*Verilen görev A*
Aşağıdaki tarih konulu yazıya göre şu ifadelerin her birinin doğru olup olmadığını belirtin. Her biri için evet ya da hayır deyin ve karara esas olan sözcükleri yazıdan aynen alıntılayın.
(i) Tarih, insanın hareketlerini, ürettiklerini ve düşündüklerini kapsar.
(ii) İnsan, yaptıklarını genellikle yeterli ve kusursuz görür.
(iii) Geçmişi olmayan bir varlık eksiktir.

15 Şubat 2012 Çarşamba

Tarih nedir, ne değildir? -canmehmet.comTarih nedir, ne değildir?


Tarih nedir, ne değildir?

Çok kısa özeti ile insanın geçmişte yaptıklarını yazması veya yaşadıklarının yazılmasıdır.
Tarih, kendi ifadesi ve tanımı ile neyi kapsamaktadır? İnsanın hareketlerini, ürettiklerini, düşündüklerini.
Tarih, insanlar için yararlı mıdır? Elbette, Tarih; olmuşların ve geçmişimizin yitip gitmemesi, karanlıklarda kaybolmaması demektir. Geçmişi olmayan bir varlık eksiktir. İnsan, gelişebilmesi için geçmişini ileriye taşıyabilmelidir. Kendimizi; geçmişimiz olmadan anlamamız mümkün müdür? Değildir.
İnsan yapısı gereği, hiçbir zaman yaptıklarını yeterli, hatasız, kusursuz görmez, bu nedenle de daima geçmişi ile kavgalıdır. Kavgalı olmaya da devam edecektir. Aynen günümüzde olduğu gibi.
Tarihte, geçmişte olanlar, insanlara acı verebilir. Bu nedenle, insanlar geçmişlerini unutmak, üzerine sünger çekmek isteyebilirler. Zaman zaman insanlar, önceki olayların, onlara acı vermesi nedeni ile bazen gerçekleri değiştirmiş, bazen de, üzerinde oynamışlardır.
Oynama ifadesini biraz yumuşatalım ve farklı yorumlamış veya yorumlamışlardır diyelim.

Veri girdileri

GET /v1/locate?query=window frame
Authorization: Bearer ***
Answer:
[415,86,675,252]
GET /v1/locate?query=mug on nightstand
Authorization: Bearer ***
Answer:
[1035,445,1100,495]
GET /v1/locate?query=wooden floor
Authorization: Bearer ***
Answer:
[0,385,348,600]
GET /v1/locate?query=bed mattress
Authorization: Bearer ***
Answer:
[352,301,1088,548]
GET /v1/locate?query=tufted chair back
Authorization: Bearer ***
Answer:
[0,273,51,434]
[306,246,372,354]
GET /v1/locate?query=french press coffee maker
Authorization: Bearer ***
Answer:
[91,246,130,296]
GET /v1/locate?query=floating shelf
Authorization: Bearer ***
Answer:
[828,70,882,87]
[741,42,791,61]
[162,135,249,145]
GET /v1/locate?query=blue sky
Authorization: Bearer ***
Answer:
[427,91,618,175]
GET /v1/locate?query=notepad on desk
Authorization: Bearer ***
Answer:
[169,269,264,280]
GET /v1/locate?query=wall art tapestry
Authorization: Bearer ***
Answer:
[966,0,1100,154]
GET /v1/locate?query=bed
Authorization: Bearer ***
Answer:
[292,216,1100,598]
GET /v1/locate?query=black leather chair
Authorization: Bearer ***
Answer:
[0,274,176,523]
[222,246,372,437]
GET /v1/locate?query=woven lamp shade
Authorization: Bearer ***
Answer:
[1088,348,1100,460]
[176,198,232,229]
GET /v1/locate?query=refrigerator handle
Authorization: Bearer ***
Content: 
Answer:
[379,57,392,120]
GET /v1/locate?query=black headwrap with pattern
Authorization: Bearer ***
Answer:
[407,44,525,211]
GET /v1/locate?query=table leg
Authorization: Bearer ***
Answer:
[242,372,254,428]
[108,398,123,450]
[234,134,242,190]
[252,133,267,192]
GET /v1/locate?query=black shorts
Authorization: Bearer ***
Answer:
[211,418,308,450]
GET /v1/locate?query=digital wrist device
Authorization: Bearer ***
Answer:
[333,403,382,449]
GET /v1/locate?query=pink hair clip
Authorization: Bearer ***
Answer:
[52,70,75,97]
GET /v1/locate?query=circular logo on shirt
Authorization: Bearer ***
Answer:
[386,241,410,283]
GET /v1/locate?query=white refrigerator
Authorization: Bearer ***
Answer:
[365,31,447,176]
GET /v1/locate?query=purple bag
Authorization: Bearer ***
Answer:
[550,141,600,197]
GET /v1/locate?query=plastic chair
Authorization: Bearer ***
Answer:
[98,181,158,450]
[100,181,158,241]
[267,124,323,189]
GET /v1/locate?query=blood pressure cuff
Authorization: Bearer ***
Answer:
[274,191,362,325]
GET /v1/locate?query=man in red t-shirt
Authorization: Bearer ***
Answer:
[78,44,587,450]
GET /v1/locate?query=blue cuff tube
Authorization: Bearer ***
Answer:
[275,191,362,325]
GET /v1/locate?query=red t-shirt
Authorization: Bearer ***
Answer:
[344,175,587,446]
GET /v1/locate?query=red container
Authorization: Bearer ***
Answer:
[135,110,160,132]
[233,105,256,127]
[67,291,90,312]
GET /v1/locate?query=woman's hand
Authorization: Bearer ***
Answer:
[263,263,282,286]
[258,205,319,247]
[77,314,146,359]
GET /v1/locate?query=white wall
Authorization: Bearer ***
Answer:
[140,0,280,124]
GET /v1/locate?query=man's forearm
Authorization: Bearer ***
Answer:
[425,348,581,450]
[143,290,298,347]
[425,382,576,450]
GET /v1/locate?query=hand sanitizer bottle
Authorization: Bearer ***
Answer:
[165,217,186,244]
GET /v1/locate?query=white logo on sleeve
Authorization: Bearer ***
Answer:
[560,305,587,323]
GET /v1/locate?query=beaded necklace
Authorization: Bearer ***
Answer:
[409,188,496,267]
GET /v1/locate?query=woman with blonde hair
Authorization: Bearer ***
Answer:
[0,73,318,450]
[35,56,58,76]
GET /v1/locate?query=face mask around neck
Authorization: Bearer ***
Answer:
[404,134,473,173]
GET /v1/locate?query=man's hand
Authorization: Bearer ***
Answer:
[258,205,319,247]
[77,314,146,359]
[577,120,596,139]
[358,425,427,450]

*Verilen görev B*
Girdilerde "GET /v1/locate?query=white refrigerator" bulunan satırdan başlayın ve "[550,141,600,197]" bulunan satırdan sonra durun. Bu satırları "purple" yerine "violet" yazarak, geri kalan her şeyi olduğu gibi bırakıp yeniden verin.

*Tam yanıt A*
(i) Evet: "İnsanın hareketlerini, ürettiklerini, düşündüklerini."
(ii) Hayır: "İnsan yapısı gereği, hiçbir zaman yaptıklarını yeterli, hatasız, kusursuz görmez"
(iii) Evet: "Geçmişi olmayan bir varlık eksiktir."

*Tam yanıt B*
GET /v1/locate?query=white refrigerator
Authorization: Bearer ***
Answer:
[365,31,447,176]
GET /v1/locate?query=violet bag
Authorization: Bearer ***
Answer:
[550,141,600,197]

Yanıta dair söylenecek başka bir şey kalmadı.